====== RECORDS FOR THE EXERCISE

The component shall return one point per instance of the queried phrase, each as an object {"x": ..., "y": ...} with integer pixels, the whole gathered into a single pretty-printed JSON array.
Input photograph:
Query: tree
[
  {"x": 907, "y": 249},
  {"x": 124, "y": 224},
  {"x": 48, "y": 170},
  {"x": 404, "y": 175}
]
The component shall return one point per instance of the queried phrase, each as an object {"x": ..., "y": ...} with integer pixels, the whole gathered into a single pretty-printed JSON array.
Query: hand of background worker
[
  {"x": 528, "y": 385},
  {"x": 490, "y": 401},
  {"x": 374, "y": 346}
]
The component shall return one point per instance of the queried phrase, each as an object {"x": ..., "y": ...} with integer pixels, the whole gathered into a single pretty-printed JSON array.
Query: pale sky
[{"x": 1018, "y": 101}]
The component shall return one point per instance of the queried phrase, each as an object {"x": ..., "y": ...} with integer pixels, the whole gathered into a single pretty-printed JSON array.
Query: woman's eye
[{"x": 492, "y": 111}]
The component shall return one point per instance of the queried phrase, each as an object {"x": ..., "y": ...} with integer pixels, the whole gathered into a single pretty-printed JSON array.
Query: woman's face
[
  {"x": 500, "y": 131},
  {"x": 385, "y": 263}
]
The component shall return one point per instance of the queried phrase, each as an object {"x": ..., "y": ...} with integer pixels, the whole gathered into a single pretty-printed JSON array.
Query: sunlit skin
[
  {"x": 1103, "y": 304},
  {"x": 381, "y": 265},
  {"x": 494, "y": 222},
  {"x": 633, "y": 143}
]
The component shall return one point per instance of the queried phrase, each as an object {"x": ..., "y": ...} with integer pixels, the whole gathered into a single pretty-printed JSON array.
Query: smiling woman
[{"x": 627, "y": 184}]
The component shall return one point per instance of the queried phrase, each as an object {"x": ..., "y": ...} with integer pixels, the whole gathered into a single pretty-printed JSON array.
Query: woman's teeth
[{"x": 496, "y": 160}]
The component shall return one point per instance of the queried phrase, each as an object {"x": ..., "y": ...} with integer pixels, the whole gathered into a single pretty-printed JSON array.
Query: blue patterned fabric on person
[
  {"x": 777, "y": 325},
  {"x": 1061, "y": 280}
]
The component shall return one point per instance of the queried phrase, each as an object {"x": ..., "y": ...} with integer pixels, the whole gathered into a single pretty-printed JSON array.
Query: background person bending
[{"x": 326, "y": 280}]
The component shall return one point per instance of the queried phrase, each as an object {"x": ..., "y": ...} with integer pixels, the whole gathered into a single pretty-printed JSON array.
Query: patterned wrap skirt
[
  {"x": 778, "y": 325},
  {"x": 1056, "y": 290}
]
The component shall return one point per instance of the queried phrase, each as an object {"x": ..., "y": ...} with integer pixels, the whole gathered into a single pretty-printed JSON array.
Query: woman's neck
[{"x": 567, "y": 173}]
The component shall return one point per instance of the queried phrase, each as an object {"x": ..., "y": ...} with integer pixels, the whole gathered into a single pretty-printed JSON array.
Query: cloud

============

■ TASK DESCRIPTION ■
Every entry must appear again in the answer, exactly as written.

■ ANSWER SECTION ■
The component shall return one point per instance of the queried phrase, each as an object {"x": ..., "y": ...} with integer pixels, the whole gathered into a single pretty-printed JSON array.
Input photograph:
Query: tree
[
  {"x": 907, "y": 249},
  {"x": 124, "y": 224},
  {"x": 48, "y": 170},
  {"x": 404, "y": 175}
]
The component shall return one point per instance of the queried phrase, each as an object {"x": ..., "y": ...} with integer pixels, the whole gathered into a single pretty-printed JSON array.
Query: hand of background worker
[
  {"x": 528, "y": 385},
  {"x": 490, "y": 401},
  {"x": 374, "y": 346}
]
The component shall return one point per instance of the queried phrase, each as an object {"x": ..., "y": ...} with integer pixels, the whole gathered into a single pretty-printed JSON array.
Query: pale sky
[{"x": 1018, "y": 101}]
The component shall return one point per instance of the queried phrase, each as an object {"x": ..., "y": ...} with integer pixels, the whole gathered into a single pretty-printed JSON array.
Query: woman's eye
[{"x": 492, "y": 111}]
The component shall return one point per instance of the queried phrase, each as an object {"x": ..., "y": ...} with integer pixels, the whole gathered into a single pretty-printed JSON array.
Query: woman's face
[
  {"x": 500, "y": 131},
  {"x": 385, "y": 263}
]
The component shall return one point per instance of the queried phrase, each as an object {"x": ..., "y": ...} with integer pixels, the whole gathered into a single pretty-printed JSON array.
Query: sunlit skin
[
  {"x": 1103, "y": 304},
  {"x": 381, "y": 265},
  {"x": 494, "y": 222},
  {"x": 633, "y": 143}
]
The component shall return one point per instance of the queried phrase, each as an object {"x": ..., "y": ...} with integer pixels, the whole gathered into a single pretty-printed JSON array.
Query: smiling woman
[{"x": 627, "y": 184}]
The component shall return one point per instance of the queried phrase, each as an object {"x": ..., "y": ...} with integer pixels, the whole gathered into a single pretty-printed JSON array.
Query: woman's teeth
[{"x": 496, "y": 160}]
The component shall return one point per instance of the queried phrase, each as an object {"x": ..., "y": ...} with integer pixels, the whole gathered into a single pretty-printed JSON array.
Query: blue patterned fabric on person
[
  {"x": 777, "y": 325},
  {"x": 1061, "y": 280}
]
The component shall return one point per instance of the queried phrase, each as an object {"x": ..., "y": ...} with integer pixels, the whole gathered into a single pretty-printed JSON array.
Query: background person bending
[{"x": 326, "y": 280}]
The component shall return one point per instance of the queried phrase, each as an object {"x": ..., "y": ...} with integer pixels, the whole gathered into a single pretty-printed JSON array.
Query: patterned wrap skirt
[
  {"x": 778, "y": 325},
  {"x": 1056, "y": 290}
]
The component shall return one point per instance of the queried phrase, each as an object {"x": ..., "y": ...} with integer pixels, the whole gathered into a single pretty-printed JSON array.
Query: woman's neck
[{"x": 567, "y": 173}]
The component shall return one point per instance of the queried phrase, each as an object {"x": ..., "y": ...} with integer pixels, the whole gathered into a single pretty-printed JSON array.
Query: cloud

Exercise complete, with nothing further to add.